* **REQUIREMENTS**
In full and without deviation, write out the entries that follow.

* **SUPPLIED MATERIAL**
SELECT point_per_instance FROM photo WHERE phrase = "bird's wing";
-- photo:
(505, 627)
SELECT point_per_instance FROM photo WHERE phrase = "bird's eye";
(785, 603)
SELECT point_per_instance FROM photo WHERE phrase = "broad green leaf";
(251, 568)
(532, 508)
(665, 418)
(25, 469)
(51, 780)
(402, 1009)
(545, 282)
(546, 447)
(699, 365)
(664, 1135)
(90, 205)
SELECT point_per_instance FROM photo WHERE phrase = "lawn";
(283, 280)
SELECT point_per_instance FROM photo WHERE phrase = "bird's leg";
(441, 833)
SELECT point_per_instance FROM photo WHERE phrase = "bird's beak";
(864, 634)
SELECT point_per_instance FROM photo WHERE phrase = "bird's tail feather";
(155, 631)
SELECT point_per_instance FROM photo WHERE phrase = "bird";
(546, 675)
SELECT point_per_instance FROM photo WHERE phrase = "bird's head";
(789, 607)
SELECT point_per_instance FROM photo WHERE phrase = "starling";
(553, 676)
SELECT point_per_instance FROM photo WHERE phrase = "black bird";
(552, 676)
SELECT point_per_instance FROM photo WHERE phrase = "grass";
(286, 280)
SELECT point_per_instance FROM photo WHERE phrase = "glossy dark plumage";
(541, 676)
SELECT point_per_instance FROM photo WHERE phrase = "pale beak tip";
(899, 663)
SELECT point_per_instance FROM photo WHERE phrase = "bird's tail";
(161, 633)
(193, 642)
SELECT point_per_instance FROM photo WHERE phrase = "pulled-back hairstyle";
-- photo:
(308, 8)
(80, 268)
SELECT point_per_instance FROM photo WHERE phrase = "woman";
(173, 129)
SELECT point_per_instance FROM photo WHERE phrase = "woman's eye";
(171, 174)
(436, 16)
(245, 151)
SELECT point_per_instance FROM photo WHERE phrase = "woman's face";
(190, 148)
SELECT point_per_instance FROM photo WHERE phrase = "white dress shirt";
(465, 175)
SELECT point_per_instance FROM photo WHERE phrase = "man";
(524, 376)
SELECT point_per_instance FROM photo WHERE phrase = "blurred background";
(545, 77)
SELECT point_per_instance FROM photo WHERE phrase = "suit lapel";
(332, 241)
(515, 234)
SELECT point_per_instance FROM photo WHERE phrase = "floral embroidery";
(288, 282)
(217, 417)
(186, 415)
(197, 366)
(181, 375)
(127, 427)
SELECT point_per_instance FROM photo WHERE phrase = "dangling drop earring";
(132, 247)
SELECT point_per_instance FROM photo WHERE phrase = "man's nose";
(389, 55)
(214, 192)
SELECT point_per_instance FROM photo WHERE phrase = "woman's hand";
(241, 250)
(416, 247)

* **SOLUTION**
SELECT point_per_instance FROM photo WHERE phrase = "bird's wing";
-- photo:
(505, 627)
SELECT point_per_instance FROM photo WHERE phrase = "bird's eye";
(785, 603)
SELECT point_per_instance FROM photo WHERE phrase = "broad green leaf";
(251, 568)
(532, 508)
(665, 418)
(25, 469)
(51, 780)
(402, 1009)
(545, 282)
(546, 447)
(699, 365)
(664, 1135)
(90, 205)
SELECT point_per_instance FROM photo WHERE phrase = "lawn";
(283, 280)
SELECT point_per_instance FROM photo WHERE phrase = "bird's leg";
(441, 833)
SELECT point_per_instance FROM photo WHERE phrase = "bird's beak";
(864, 634)
SELECT point_per_instance FROM photo WHERE phrase = "bird's tail feather";
(155, 631)
SELECT point_per_instance FROM photo WHERE phrase = "bird";
(546, 675)
SELECT point_per_instance FROM photo WHERE phrase = "bird's head";
(789, 607)
SELECT point_per_instance FROM photo WHERE phrase = "starling";
(553, 676)
SELECT point_per_instance FROM photo WHERE phrase = "black bird";
(552, 676)
SELECT point_per_instance FROM photo WHERE phrase = "grass";
(286, 280)
SELECT point_per_instance FROM photo WHERE phrase = "glossy dark plumage";
(541, 676)
SELECT point_per_instance FROM photo WHERE phrase = "pale beak tip";
(899, 663)
SELECT point_per_instance FROM photo WHERE phrase = "bird's tail";
(161, 633)
(193, 642)
SELECT point_per_instance FROM photo WHERE phrase = "pulled-back hairstyle";
-- photo:
(308, 8)
(80, 268)
SELECT point_per_instance FROM photo WHERE phrase = "woman";
(173, 129)
SELECT point_per_instance FROM photo WHERE phrase = "woman's eye";
(171, 174)
(436, 16)
(245, 151)
SELECT point_per_instance FROM photo WHERE phrase = "woman's face";
(190, 148)
SELECT point_per_instance FROM photo WHERE phrase = "white dress shirt";
(465, 175)
SELECT point_per_instance FROM photo WHERE phrase = "man";
(524, 376)
SELECT point_per_instance FROM photo WHERE phrase = "blurred background";
(545, 77)
SELECT point_per_instance FROM photo WHERE phrase = "suit lapel";
(332, 241)
(515, 234)
SELECT point_per_instance FROM photo WHERE phrase = "floral embroidery";
(288, 282)
(217, 417)
(186, 415)
(197, 366)
(181, 375)
(127, 427)
SELECT point_per_instance FROM photo WHERE phrase = "dangling drop earring";
(132, 247)
SELECT point_per_instance FROM photo WHERE phrase = "man's nose";
(389, 55)
(214, 192)
SELECT point_per_instance FROM photo WHERE phrase = "woman's hand";
(241, 250)
(416, 247)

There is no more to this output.